-------- Text block
As I mentioned, if you manage to blow this call, your QB will lose his poise. Home crowds will feed on these situations, and with the noise that they generate, they can completely fluster shaky players. The twelfth man feature has been used before, but now nervous quarterbacks will find it practically impossible for them to accurately read routes prior to the snap which can potentially contribute to additional turnovers. The controller will also vibrate, giving you a tactile sense of the energy flowing through the stadium and washing over your players. Along with this, the noise can sometimes cause a number of mistakes from linemen or other players, causing stupid penalties to occur. In many sports situations, coaches will call timeouts to compose his squad. In NCAA 09, you can now take advantage of this strategy by directing your players on your offensive and defensive squad, telling them different strategies like getting the ball back, getting open or ignoring the crowd noise and focusing on their assignments.

Using your timeouts effectively even becomes a tactical strategy in this year’s title, as astute coaches can disrupt kickers from accurately making field goals when the game is on the line. By calling for a timeout right before a key attempt to tie up a game or put one team ahead, you can trigger the Ice the Kicker mechanic. Not only will the kicking power meter be visually iced over, but the camera angle for the attempt will be dramatically changed along with a rumble in the controller and a thumping heartbeat. It’s a hell of an effect and can put you on the edge of your seat as you keep your fingers crossed to send the ball through the uprights. It’s enough to make you break out into a school fight song as the kicker becomes a hero.
----------------
> [Given task A] Rewrite the NCAA 09 passage starting at "Using your timeouts" and ending at "becomes a hero.", substituting "Freeze the Kicker" for "Ice the Kicker".
> [Given task B] In the NCAA 09 passage, what happens to the kicking power meter when the Ice the Kicker mechanic is triggered?
The entries after this point are separate material, unrelated to the NCAA 09 passage.
-------- Data lines
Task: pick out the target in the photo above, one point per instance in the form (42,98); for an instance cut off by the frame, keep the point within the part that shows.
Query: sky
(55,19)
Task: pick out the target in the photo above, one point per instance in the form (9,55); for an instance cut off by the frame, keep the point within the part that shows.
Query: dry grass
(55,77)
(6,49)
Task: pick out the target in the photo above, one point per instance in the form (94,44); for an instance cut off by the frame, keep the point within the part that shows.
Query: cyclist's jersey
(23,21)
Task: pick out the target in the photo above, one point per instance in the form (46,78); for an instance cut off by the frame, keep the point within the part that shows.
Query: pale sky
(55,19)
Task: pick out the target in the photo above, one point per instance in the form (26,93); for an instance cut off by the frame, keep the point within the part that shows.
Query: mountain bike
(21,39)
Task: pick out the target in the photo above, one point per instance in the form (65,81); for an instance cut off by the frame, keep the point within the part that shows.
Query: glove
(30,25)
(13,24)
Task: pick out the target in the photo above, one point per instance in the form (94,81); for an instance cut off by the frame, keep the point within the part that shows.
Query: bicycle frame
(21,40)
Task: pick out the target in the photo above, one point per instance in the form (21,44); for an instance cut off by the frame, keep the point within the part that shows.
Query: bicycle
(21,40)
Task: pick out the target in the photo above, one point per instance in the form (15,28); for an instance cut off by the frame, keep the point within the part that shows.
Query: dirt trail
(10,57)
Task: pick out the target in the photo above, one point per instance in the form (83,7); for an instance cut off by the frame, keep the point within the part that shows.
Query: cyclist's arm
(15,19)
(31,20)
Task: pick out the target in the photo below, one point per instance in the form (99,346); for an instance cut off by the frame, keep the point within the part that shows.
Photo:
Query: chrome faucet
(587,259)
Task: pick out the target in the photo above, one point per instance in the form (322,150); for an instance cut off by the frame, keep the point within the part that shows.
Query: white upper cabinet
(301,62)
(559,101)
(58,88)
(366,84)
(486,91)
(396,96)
----------------
> [Full response A]
Using your timeouts effectively even becomes a tactical strategy in this year’s title, as astute coaches can disrupt kickers from accurately making field goals when the game is on the line. By calling for a timeout right before a key attempt to tie up a game or put one team ahead, you can trigger the Freeze the Kicker mechanic. Not only will the kicking power meter be visually iced over, but the camera angle for the attempt will be dramatically changed along with a rumble in the controller and a thumping heartbeat. It’s a hell of an effect and can put you on the edge of your seat as you keep your fingers crossed to send the ball through the uprights. It’s enough to make you break out into a school fight song as the kicker becomes a hero.

> [Full response B] It is visually iced over.